__Text excerpt__:
In 2004, UK charities the Alzheimer’s Society and the Children’s Society merged their IT departments into an independent shared services company, named Charityshare. The idea was to combine their IT buying power to provide a better service than either could achieve individually. In 2010, Age UK also joined the consortium.
Shortly after Paul Mainstone joined the organisation in 2009, it decided to improve its remote working capabilities. At the time, access to corporate systems was primarily limited to office locations, and anyone who wanted to work from home had to be issued with a company-issue PC or laptop and access systems through a VPN.
Charityshare’s solution was to implement remote access infrastructure from Citrix. This allows employees to gain access to corporate systems such as email, but prevents them from copying any data onto their own PCs.
“If someone connects to our services, they are not allowed to map their drives to the session,” explains Mainstone, Charityshare’s Citrix architect. “They can only operate the data online.”

__Written request A__:
Answer these questions from the Charityshare passage:
(i) In what year did Age UK join the consortium?
(ii) Which company supplied the remote access infrastructure that Charityshare implemented?
(iii) What is Mainstone's role at Charityshare?
__Written request B__:
Quote the Charityshare passage from "In 2004, UK" up to and including "through a VPN.".
__Written request C__:
Write the next few sentences of the Charityshare passage, picking up after its final quoted remark.

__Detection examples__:

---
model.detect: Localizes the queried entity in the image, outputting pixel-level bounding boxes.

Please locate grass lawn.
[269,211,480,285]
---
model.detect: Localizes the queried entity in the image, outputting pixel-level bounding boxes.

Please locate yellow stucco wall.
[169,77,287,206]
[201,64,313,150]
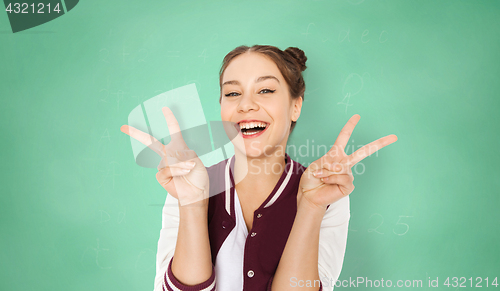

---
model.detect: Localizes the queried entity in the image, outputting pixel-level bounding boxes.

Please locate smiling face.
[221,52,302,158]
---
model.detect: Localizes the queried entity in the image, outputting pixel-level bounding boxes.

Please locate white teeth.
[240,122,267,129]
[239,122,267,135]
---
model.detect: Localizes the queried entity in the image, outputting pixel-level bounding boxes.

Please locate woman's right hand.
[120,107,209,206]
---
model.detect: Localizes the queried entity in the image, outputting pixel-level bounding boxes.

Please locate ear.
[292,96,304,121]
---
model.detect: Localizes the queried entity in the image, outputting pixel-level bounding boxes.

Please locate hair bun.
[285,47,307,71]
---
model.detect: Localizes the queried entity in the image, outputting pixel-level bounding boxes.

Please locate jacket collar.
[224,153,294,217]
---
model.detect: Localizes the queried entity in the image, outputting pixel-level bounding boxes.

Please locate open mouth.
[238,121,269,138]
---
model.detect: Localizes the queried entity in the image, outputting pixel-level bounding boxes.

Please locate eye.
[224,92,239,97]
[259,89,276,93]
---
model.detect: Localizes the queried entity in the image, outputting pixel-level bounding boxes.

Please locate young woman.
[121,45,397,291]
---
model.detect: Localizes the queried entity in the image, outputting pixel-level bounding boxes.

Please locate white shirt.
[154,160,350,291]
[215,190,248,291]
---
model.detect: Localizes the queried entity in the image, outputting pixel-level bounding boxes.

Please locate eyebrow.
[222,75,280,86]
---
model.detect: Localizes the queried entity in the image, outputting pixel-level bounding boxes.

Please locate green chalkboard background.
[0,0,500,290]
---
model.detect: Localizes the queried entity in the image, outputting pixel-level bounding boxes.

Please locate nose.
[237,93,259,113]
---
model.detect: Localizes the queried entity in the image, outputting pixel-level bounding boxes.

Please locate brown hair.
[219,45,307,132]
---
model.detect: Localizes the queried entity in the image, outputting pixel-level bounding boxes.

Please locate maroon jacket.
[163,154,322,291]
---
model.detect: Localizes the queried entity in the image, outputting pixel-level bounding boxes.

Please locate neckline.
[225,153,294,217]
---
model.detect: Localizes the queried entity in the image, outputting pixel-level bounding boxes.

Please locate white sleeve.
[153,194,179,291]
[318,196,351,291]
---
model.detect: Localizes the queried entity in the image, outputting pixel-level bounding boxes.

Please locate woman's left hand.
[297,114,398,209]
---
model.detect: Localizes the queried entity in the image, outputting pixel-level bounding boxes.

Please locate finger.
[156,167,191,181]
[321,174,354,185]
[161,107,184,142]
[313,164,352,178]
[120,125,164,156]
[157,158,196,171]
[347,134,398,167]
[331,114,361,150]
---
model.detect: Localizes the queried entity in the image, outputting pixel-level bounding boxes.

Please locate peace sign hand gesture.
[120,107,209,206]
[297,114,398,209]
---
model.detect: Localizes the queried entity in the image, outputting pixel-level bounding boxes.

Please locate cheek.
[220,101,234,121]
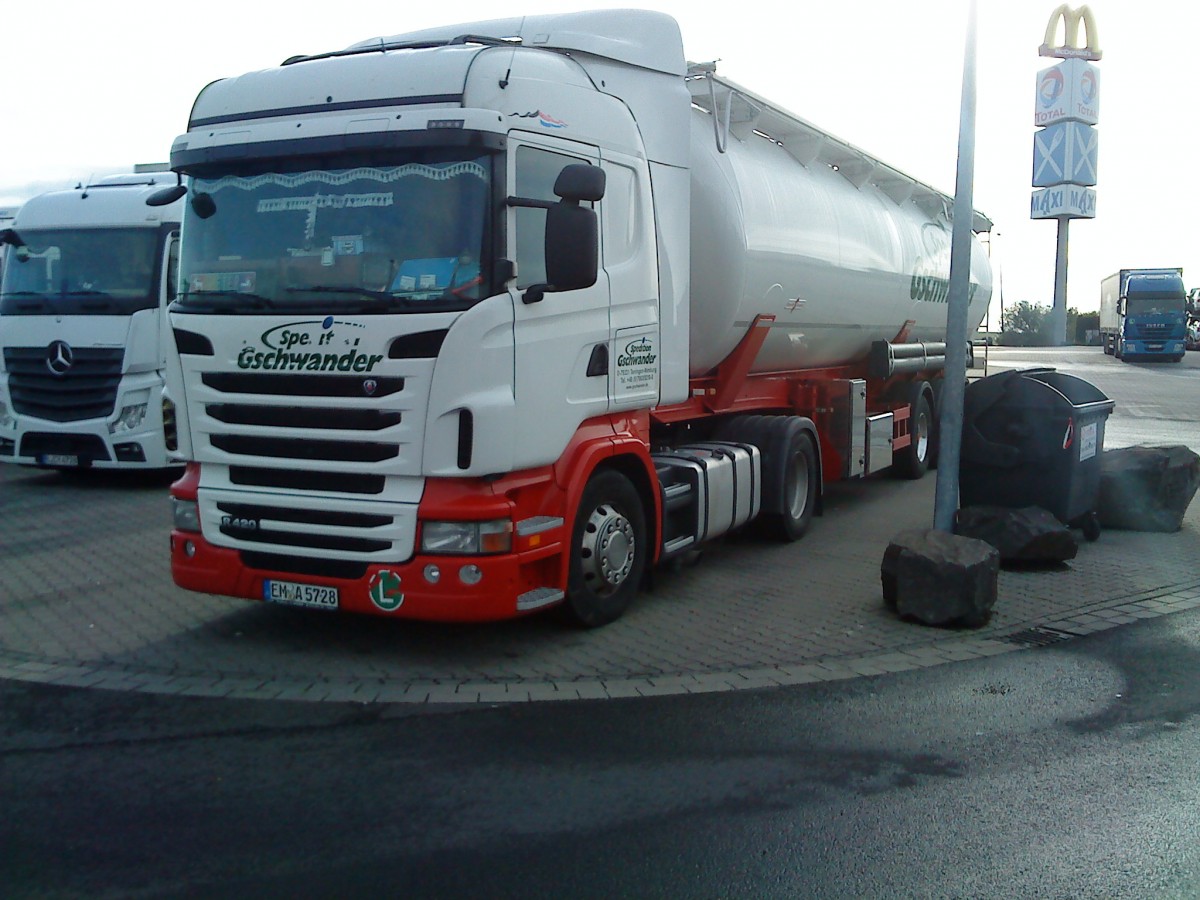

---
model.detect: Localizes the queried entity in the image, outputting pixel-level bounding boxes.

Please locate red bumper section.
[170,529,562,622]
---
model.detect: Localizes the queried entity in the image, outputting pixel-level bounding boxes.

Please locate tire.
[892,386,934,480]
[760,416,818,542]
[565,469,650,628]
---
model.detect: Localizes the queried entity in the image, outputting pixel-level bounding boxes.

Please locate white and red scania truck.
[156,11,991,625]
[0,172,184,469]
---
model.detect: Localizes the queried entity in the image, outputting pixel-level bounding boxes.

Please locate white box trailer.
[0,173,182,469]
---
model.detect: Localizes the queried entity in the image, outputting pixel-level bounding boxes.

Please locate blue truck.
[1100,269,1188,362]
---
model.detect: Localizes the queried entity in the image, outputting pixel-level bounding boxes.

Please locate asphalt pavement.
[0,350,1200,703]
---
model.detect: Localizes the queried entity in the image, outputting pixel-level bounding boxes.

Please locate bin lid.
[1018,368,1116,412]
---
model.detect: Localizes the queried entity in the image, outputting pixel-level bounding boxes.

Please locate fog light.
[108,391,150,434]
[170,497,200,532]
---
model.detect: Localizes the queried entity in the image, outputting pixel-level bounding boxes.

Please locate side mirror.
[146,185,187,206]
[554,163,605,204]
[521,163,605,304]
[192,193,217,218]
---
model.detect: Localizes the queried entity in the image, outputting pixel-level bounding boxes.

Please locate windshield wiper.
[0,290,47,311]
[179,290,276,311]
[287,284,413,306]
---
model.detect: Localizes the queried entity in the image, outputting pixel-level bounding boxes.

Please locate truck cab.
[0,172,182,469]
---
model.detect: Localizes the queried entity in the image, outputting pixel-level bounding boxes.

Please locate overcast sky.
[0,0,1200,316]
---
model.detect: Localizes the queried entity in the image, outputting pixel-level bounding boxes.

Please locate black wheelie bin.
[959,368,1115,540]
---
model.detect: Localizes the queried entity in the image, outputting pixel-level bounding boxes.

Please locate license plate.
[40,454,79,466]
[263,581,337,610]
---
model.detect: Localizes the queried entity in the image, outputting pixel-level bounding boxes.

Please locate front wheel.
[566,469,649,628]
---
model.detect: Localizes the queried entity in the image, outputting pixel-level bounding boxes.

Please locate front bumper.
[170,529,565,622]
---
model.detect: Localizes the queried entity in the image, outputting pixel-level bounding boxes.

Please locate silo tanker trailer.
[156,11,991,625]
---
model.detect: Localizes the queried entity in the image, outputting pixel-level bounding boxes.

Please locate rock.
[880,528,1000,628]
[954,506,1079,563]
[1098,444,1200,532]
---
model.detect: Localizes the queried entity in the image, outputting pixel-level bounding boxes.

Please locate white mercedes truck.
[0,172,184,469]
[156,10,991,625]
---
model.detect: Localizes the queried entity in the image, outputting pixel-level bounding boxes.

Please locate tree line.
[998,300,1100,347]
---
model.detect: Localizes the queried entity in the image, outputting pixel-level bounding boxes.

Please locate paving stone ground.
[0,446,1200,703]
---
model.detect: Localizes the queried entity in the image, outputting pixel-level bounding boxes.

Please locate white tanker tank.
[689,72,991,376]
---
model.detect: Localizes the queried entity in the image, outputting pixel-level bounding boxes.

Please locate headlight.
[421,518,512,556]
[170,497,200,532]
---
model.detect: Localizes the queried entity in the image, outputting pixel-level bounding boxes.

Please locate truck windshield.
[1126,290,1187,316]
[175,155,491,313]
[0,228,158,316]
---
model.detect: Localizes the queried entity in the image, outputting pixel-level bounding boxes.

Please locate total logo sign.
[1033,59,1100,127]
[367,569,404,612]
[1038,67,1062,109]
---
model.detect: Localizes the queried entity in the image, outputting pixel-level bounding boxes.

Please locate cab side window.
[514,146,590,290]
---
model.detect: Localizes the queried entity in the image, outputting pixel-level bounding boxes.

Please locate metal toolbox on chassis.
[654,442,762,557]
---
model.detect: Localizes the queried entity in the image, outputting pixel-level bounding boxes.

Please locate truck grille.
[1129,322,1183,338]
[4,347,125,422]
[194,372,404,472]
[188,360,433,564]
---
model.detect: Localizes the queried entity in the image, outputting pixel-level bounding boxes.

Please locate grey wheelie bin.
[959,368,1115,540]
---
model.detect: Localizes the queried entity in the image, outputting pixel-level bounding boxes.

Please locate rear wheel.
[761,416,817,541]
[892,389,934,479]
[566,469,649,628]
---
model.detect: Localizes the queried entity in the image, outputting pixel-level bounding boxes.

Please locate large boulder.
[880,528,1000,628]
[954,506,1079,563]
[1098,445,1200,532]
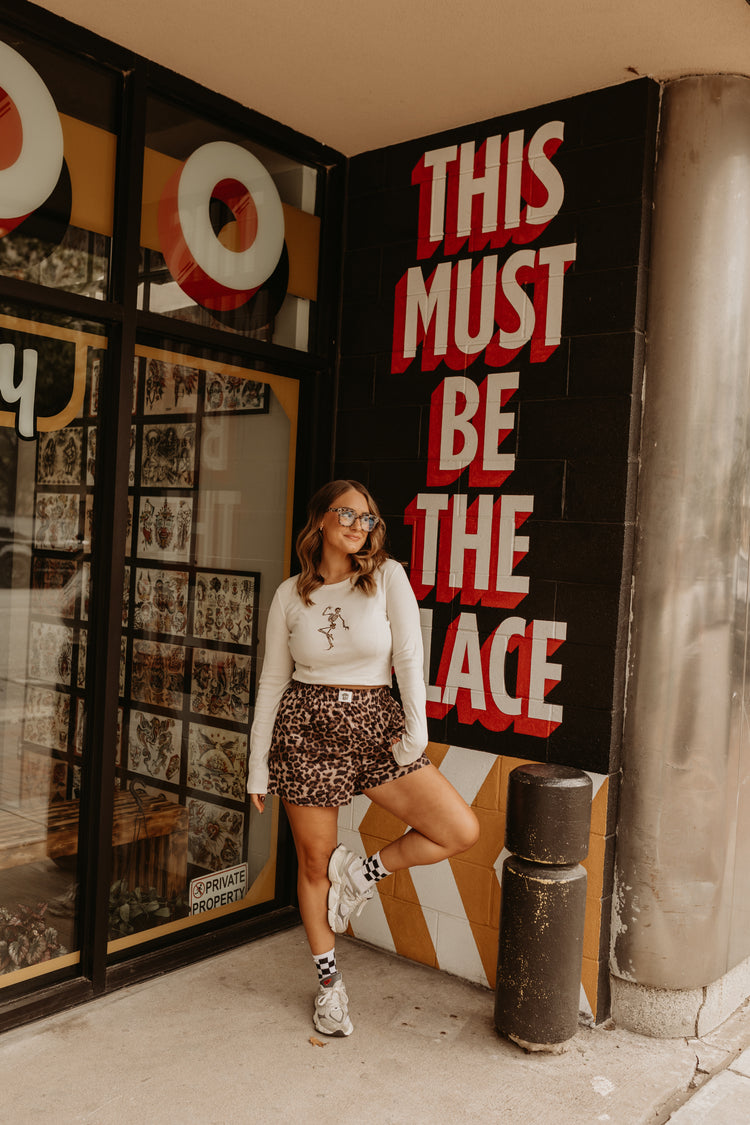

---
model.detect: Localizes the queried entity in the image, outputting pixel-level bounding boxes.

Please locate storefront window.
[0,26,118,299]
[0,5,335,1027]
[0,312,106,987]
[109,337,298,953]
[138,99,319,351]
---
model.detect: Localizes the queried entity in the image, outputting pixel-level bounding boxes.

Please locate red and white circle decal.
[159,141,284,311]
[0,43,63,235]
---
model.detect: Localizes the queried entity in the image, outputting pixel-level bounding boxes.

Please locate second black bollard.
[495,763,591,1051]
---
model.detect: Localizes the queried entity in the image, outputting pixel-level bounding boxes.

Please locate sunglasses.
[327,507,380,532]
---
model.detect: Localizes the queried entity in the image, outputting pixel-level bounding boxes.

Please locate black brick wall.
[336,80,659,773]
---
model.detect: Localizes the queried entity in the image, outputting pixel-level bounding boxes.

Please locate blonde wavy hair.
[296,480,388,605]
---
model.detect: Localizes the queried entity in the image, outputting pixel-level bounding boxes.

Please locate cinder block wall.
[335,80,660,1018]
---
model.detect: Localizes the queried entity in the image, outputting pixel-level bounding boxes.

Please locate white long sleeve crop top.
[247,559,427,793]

__Output A__:
(i) 2010
(ii) Citrix
(iii) Citrix architect

__Output B__:
In 2004, UK charities the Alzheimer’s Society and the Children’s Society merged their IT departments into an independent shared services company, named Charityshare. The idea was to combine their IT buying power to provide a better service than either could achieve individually. In 2010, Age UK also joined the consortium.
Shortly after Paul Mainstone joined the organisation in 2009, it decided to improve its remote working capabilities. At the time, access to corporate systems was primarily limited to office locations, and anyone who wanted to work from home had to be issued with a company-issue PC or laptop and access systems through a VPN.

__Output C__:
Last year, Charityshare decided to allow employees to access systems on any device, using Citrix’s Receiver client. Receiver works on smartphones, tablets, PCs and laptops, meaning that users can work from almost any equipment they might have.
Access to the systems is secured using two-factor authentication: users have a password login and must have an approved RSA token installed on the device.
This decision has had a number of benefits, says Mainstone. Firstly, it is cheaper, as the company does not have to issue as many laptops. “When we spoke to the users about the BYOD scheme, about 75% said they wouldn’t need a [company-issued] laptop anymore.”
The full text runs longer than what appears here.